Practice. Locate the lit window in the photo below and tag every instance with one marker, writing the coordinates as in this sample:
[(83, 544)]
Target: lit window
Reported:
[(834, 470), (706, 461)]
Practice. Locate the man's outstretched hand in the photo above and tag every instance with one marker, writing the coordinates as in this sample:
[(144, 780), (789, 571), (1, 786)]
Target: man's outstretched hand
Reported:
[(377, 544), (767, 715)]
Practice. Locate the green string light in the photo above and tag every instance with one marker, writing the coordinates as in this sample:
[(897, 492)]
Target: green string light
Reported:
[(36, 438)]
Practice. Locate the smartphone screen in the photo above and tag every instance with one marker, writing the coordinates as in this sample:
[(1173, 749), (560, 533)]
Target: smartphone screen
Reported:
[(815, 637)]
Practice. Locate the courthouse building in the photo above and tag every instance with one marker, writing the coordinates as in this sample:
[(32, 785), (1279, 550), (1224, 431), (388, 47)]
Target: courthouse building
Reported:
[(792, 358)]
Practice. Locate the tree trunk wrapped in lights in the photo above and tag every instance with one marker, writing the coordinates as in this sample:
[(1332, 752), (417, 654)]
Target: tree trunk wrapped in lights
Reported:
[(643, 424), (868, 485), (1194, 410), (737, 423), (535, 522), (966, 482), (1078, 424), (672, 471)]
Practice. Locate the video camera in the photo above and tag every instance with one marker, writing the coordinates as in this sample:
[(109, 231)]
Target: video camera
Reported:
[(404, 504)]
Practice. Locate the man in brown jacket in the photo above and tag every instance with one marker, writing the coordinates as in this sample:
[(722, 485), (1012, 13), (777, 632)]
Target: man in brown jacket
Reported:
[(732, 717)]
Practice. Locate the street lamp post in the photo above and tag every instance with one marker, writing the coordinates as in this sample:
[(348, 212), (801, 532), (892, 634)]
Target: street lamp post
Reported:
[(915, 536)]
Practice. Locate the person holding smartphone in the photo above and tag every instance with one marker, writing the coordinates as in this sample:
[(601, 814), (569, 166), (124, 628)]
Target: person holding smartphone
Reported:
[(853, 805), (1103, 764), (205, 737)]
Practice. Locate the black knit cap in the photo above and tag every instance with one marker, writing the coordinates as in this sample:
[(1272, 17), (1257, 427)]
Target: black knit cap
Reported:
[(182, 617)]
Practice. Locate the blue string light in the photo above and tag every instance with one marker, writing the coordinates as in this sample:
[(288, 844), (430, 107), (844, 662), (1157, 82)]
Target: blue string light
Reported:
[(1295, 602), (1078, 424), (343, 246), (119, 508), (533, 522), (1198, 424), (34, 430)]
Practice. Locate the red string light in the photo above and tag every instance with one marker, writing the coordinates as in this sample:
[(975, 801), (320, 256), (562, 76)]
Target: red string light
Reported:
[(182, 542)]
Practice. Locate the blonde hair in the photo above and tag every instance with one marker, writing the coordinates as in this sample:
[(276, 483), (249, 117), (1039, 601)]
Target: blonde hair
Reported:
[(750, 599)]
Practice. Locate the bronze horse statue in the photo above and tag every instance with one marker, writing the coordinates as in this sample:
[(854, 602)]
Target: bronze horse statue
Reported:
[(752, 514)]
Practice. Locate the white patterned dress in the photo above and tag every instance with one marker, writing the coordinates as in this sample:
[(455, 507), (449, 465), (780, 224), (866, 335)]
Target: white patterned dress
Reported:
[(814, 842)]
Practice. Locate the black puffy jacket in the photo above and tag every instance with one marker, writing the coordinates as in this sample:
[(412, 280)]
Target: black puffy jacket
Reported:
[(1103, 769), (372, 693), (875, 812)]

* Stated goal:
Reproduce all of the records above word for word, without changing or leaving out a single character.

* Result of this task:
Practice. Locate the lit window in the photo below and tag every instance with one marker, writing the coordinates as in this sample:
[(83, 544)]
Target: lit window
Reported:
[(834, 470), (706, 461)]
Practice. Locate the man's outstretched hand in the photo above and tag every instance with one marker, writing the coordinates as in this sample:
[(144, 780), (789, 571), (1, 786)]
Target: man's outstretched hand
Reported:
[(377, 544), (767, 715)]
Practice. Locate the green string light in the photo above and tag every instance with one marker, writing the coordinates as in this sample:
[(897, 492)]
Target: green string light
Reported:
[(36, 438)]
Practice. Locate the smartphone screen in the photo above and tag every instance with one marker, writing the coordinates as in this sample:
[(1173, 749), (560, 533)]
Target: smartphone screen
Reported:
[(815, 637)]
Practice. Locate the courthouse building in the photo above and tag every instance with one marker, writing the coordinates as in this sample:
[(32, 785), (1279, 550), (1224, 431), (388, 47)]
Target: courthouse building
Reported:
[(792, 358)]
Practice. Locate the tree trunk wrapped in lights in the photo above and tag every instance with one marker, writing the coordinates as in this sample:
[(1332, 752), (417, 654)]
Target: tree trunk wrapped in lights
Reported:
[(643, 424), (868, 485), (1194, 410), (737, 423), (535, 522), (966, 482), (1078, 424), (672, 471)]
Practice. Locate the video camera in the photo above and tag every instance with one marker, writing the coordinates as in this sample:
[(109, 231)]
Target: video camera
Reported:
[(404, 504)]
Practice. Locate the man in brown jacket in the photo above and tag every instance with one marker, writing the coordinates as in this sample:
[(722, 485), (1012, 13), (777, 632)]
Target: man in brown jacket
Reported:
[(732, 717)]
Practice. Locate the street lamp post in the photo above and tag every instance with one marker, writing the coordinates as in this sample:
[(348, 212), (801, 532), (892, 634)]
Target: street lamp post
Reported:
[(915, 536)]
Practice. Locate the person holding smartphone in the photo above and tag every instance with one marker, writing the coordinates as in this sample:
[(601, 814), (569, 166), (124, 628)]
Target: person holding smartphone
Reported:
[(853, 805), (1103, 764), (205, 737)]
Practice. Locate the black knit cap in the photo above and tag every instance with one marker, writing the coordinates as in this sample:
[(1272, 17), (1257, 427)]
Target: black knit cap
Reported:
[(182, 617)]
Practice. Locate the blue string light in the photo above and tag every instance with one marker, writing the coordinates as in this sample:
[(288, 844), (430, 107), (844, 662), (1157, 82)]
Target: blue string light
Reported:
[(1295, 602), (1078, 424), (343, 246), (119, 508), (533, 522), (1198, 424), (34, 430)]
Practice. Locate the red string light in the photo above and tag every instance with one marker, writing the coordinates as in this sample:
[(975, 801), (320, 256), (562, 76)]
Target: red string light
Reported:
[(182, 542)]
Practice. Locate the blonde hair in the photo above and tag every instance with one marker, writing the coordinates as in this sample:
[(276, 483), (249, 117), (1039, 601)]
Target: blonde hair
Reported:
[(750, 599)]
Practice. Locate the bronze horse statue in the photo above and tag every instance with one marker, writing the coordinates as in this sample:
[(854, 602)]
Target: bronze horse statue
Reported:
[(752, 514)]
Practice. Locate the white patterned dress in the photo above and tag every instance with one marker, writing the coordinates as in this sample:
[(455, 507), (449, 465), (780, 224), (866, 335)]
Target: white patterned dress
Reported:
[(814, 842)]
Practice. Locate the black puffy jacket in the photo above and tag every instance with one marker, writing the coordinates as in this sample:
[(412, 280)]
Target: black puffy jacket
Reported:
[(1103, 769), (372, 693), (875, 812)]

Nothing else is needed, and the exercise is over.